# Problème à traiter:
Présentez sous forme de liste numérotée les lignes des items ci-dessous, en omettant les lignes vides. La liste doit couvrir l'ensemble des items.

□ □ □ □ □

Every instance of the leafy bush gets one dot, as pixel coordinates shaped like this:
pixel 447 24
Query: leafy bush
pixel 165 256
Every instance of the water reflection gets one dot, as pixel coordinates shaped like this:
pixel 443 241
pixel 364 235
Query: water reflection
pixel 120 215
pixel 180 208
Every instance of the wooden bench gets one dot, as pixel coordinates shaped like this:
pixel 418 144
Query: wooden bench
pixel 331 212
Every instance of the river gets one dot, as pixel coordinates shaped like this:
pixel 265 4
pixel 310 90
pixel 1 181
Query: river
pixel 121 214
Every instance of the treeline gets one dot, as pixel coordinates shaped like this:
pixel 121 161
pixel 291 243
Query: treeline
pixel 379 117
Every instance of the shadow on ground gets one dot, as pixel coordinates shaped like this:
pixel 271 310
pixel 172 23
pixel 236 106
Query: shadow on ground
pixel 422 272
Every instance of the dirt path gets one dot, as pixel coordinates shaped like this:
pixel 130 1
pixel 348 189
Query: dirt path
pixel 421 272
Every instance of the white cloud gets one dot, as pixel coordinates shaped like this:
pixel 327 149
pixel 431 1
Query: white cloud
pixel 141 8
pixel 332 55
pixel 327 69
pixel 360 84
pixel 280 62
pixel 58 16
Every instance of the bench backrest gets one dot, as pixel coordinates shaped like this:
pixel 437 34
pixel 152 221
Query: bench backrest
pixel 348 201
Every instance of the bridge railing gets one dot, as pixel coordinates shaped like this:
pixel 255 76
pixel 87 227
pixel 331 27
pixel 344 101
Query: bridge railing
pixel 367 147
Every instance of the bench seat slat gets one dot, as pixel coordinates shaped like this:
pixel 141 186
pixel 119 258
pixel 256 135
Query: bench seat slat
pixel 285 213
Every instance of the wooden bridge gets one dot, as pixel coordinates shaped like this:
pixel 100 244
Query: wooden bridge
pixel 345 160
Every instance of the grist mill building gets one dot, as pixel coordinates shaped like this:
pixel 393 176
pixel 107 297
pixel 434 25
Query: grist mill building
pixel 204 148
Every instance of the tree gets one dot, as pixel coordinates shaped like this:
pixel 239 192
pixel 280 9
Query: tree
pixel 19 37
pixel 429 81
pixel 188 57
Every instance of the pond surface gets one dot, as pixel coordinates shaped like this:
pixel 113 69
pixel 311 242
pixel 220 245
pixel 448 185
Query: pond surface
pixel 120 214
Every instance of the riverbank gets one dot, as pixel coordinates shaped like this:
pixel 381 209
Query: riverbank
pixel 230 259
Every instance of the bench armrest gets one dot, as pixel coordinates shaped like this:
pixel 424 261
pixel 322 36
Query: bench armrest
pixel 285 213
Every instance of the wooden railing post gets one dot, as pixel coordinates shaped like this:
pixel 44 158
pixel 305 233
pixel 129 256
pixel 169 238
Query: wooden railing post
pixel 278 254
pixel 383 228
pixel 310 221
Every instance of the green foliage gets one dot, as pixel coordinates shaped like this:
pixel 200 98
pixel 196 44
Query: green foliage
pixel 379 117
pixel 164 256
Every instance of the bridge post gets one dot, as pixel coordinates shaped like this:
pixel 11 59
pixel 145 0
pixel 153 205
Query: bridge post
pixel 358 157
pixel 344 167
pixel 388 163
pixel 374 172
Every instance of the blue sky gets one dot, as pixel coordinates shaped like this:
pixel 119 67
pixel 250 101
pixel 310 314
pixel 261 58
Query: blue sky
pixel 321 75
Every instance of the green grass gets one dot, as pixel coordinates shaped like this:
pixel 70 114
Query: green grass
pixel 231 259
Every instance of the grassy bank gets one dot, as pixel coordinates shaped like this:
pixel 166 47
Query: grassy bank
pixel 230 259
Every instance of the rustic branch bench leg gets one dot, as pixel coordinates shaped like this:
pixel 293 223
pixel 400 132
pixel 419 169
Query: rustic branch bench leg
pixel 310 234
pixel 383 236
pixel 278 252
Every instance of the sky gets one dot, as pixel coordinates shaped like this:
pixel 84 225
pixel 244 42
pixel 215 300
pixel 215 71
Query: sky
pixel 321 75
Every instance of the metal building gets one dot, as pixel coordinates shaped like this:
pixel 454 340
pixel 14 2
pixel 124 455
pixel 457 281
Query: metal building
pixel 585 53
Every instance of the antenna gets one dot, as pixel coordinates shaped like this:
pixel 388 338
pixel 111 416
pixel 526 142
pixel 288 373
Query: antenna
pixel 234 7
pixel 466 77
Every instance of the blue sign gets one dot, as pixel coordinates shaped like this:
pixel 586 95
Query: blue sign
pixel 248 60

□ □ □ □ □

# Réponse attendue:
1. Every instance of the leafy bush gets one dot, as pixel coordinates shaped like this:
2. pixel 447 24
3. Query: leafy bush
4. pixel 165 256
5. Every instance of the water reflection gets one dot, as pixel coordinates shaped like this:
6. pixel 443 241
7. pixel 364 235
8. Query: water reflection
9. pixel 120 215
10. pixel 180 208
11. Every instance of the wooden bench gets one dot, as pixel coordinates shaped like this:
12. pixel 418 144
13. Query: wooden bench
14. pixel 331 212
15. Every instance of the river gets one dot, as pixel coordinates shaped like this:
16. pixel 265 4
17. pixel 310 90
18. pixel 1 181
19. Query: river
20. pixel 121 214
21. Every instance of the treeline gets one dot, as pixel coordinates shaped like this:
22. pixel 121 161
23. pixel 291 243
24. Query: treeline
25. pixel 379 117
26. Every instance of the shadow on ground gets one dot, as pixel coordinates shaped like this:
27. pixel 271 310
28. pixel 172 23
29. pixel 236 106
30. Query: shadow on ground
31. pixel 422 272
32. Every instance of the dirt path gets one dot, as pixel coordinates shaped like this:
33. pixel 130 1
34. pixel 348 189
35. Query: dirt path
36. pixel 421 272
37. Every instance of the white cloud gets one dot, as pixel coordinates shaped like this:
38. pixel 327 149
39. pixel 431 1
40. Query: white cloud
41. pixel 141 8
42. pixel 332 55
43. pixel 327 69
44. pixel 360 84
45. pixel 280 62
46. pixel 58 16
47. Every instance of the bench backrest gets one dot, as pixel coordinates shaped like this:
48. pixel 437 34
49. pixel 152 221
50. Query: bench backrest
51. pixel 348 201
52. Every instance of the bridge railing gets one dot, as pixel coordinates shaped like this:
53. pixel 255 76
54. pixel 87 227
55. pixel 331 27
56. pixel 344 101
57. Query: bridge railing
58. pixel 367 147
59. Every instance of the bench seat slat gets one dot, as pixel coordinates shaped like this:
60. pixel 141 186
61. pixel 119 258
62. pixel 256 135
63. Query: bench seat slat
64. pixel 285 213
65. Every instance of the wooden bridge gets one dot, as pixel coordinates shaped like this:
66. pixel 100 244
67. Query: wooden bridge
68. pixel 345 160
69. Every instance of the grist mill building gets one dot, as pixel coordinates shaped like this:
70. pixel 393 176
71. pixel 107 297
72. pixel 434 25
73. Query: grist mill building
74. pixel 204 148
75. Every instance of the tree gets one dot, as pixel coordinates shaped like this:
76. pixel 239 192
77. pixel 280 9
78. Query: tree
79. pixel 19 37
80. pixel 429 81
81. pixel 188 57
82. Every instance of the pond surface gets one dot, as pixel coordinates shaped like this:
83. pixel 113 69
84. pixel 311 242
85. pixel 220 245
86. pixel 448 185
87. Query: pond surface
88. pixel 120 214
89. Every instance of the riverbank gets one dot, as pixel coordinates shaped like this:
90. pixel 381 209
91. Query: riverbank
92. pixel 230 259
93. Every instance of the bench armrest gets one dot, as pixel coordinates shaped like this:
94. pixel 424 261
95. pixel 322 36
96. Query: bench armrest
97. pixel 285 213
98. Every instance of the wooden railing post gets one dot, as pixel coordinates shaped like this:
99. pixel 44 158
100. pixel 305 233
101. pixel 129 256
102. pixel 169 238
103. Query: wooden railing post
104. pixel 278 254
105. pixel 383 228
106. pixel 310 221
107. Every instance of the green foliage gets one dot, as pixel coordinates shaped like this:
108. pixel 200 98
109. pixel 196 44
110. Query: green foliage
111. pixel 379 117
112. pixel 164 256
113. Every instance of the bridge post gets one dot, as pixel coordinates shaped like this:
114. pixel 11 59
115. pixel 145 0
116. pixel 153 205
117. Query: bridge post
118. pixel 358 157
119. pixel 344 167
120. pixel 388 163
121. pixel 374 172
122. Every instance of the blue sky gets one dot, as pixel coordinates shaped like this:
123. pixel 119 67
124. pixel 250 101
125. pixel 310 314
126. pixel 261 58
127. Query: blue sky
128. pixel 321 75
129. Every instance of the green grass gets one dot, as pixel coordinates shaped like this:
130. pixel 70 114
131. Query: green grass
132. pixel 231 259
133. Every instance of the grassy bank gets one dot, as pixel coordinates shaped like this:
134. pixel 166 47
135. Query: grassy bank
136. pixel 230 259
137. Every instance of the rustic branch bench leg gets one dot, as pixel coordinates shaped like this:
138. pixel 293 223
139. pixel 400 132
140. pixel 419 169
141. Query: rustic branch bench leg
142. pixel 310 234
143. pixel 383 236
144. pixel 278 252
145. Every instance of the sky gets one dot, as pixel coordinates shaped like this:
146. pixel 84 225
147. pixel 244 42
148. pixel 215 300
149. pixel 215 71
150. Query: sky
151. pixel 321 75
152. Every instance of the metal building gets one dot, as pixel coordinates shaped like this:
153. pixel 454 340
154. pixel 14 2
155. pixel 124 455
156. pixel 457 281
157. Query: metal building
158. pixel 585 53
159. Every instance of the antenna gets one dot, as pixel coordinates shaped like this:
160. pixel 388 338
161. pixel 111 416
162. pixel 526 142
163. pixel 288 373
164. Query: antenna
165. pixel 234 7
166. pixel 466 77
167. Every instance of the blue sign gets one dot, as pixel coordinates shaped like this:
168. pixel 586 95
169. Query: blue sign
170. pixel 248 60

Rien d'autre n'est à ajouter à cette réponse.